## Requirement
Would you print the records as they stand, down to the last character?

## Available data

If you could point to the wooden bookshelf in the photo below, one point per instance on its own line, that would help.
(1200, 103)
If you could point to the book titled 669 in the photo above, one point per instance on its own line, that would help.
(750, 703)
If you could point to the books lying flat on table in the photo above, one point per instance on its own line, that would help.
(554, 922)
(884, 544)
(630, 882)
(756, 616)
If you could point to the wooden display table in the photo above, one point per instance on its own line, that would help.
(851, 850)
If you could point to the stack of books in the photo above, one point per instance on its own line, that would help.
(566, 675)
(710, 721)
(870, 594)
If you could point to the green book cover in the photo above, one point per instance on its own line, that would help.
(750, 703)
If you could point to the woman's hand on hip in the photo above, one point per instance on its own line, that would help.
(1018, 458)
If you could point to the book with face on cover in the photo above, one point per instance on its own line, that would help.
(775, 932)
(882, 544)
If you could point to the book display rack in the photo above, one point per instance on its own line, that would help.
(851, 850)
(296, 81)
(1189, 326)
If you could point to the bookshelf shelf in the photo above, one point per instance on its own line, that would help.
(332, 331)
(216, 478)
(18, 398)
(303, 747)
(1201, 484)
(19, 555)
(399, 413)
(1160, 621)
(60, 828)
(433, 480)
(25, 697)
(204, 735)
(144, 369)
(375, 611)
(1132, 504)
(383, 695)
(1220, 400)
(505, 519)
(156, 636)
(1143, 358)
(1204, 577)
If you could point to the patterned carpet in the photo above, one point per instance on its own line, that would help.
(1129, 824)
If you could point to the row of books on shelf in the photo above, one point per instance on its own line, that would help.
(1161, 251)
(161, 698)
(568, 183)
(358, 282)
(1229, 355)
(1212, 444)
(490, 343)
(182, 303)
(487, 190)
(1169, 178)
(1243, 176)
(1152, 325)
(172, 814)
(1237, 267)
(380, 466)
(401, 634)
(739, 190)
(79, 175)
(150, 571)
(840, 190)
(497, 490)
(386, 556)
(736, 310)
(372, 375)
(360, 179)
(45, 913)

## Answer box
If you could point to the wooden bookshelf in the photo below, one point per instance on its own line, that would help.
(1200, 103)
If you could point to the book titled 669 in the photo above, one point per instance on its own line, that would help.
(750, 703)
If you could point to the books lying flat on table in the photo above, one point per instance on its own line, that would help.
(554, 922)
(884, 544)
(630, 882)
(756, 616)
If you could point to the wooden display table in the photo above, one point per instance on its own line, that would help.
(851, 850)
If you could point to the stack of books in the photo above, one point per instance on its own line, that would help.
(566, 675)
(710, 721)
(870, 594)
If you could point to the green book cover in the photo above, one point per instance on its own line, that would help.
(750, 703)
If you could point to the woman's hand on hip in the photo above, one point per instance on its own line, that would help.
(1018, 458)
If you could point to the book with face on cover in the photo above, one point per instance on its own line, that would help.
(775, 932)
(882, 544)
If you could point to the book display rack in the photo above, one point per instance on its own line, that would help.
(851, 850)
(296, 81)
(1189, 326)
If you could point to the bookshelf shelf in the photo above, one point per instance on its own line, that would help.
(332, 331)
(216, 478)
(18, 398)
(303, 747)
(1201, 484)
(19, 555)
(399, 413)
(1160, 621)
(60, 828)
(433, 480)
(25, 697)
(204, 735)
(144, 369)
(375, 611)
(1132, 504)
(383, 695)
(1220, 400)
(505, 519)
(156, 636)
(1143, 358)
(1204, 577)
If you could point to the patterned carpet in the photo above, one point per instance on its own line, that would help.
(1129, 824)
If you could point to the row of books on shelf in the photo above, one point per instance on its own line, that would help.
(1161, 251)
(161, 698)
(568, 183)
(358, 282)
(1229, 355)
(1212, 444)
(490, 343)
(182, 303)
(487, 190)
(1169, 178)
(1243, 176)
(1152, 325)
(172, 814)
(1237, 267)
(380, 466)
(401, 634)
(739, 190)
(79, 175)
(150, 571)
(840, 190)
(497, 490)
(386, 556)
(736, 310)
(372, 375)
(360, 179)
(45, 913)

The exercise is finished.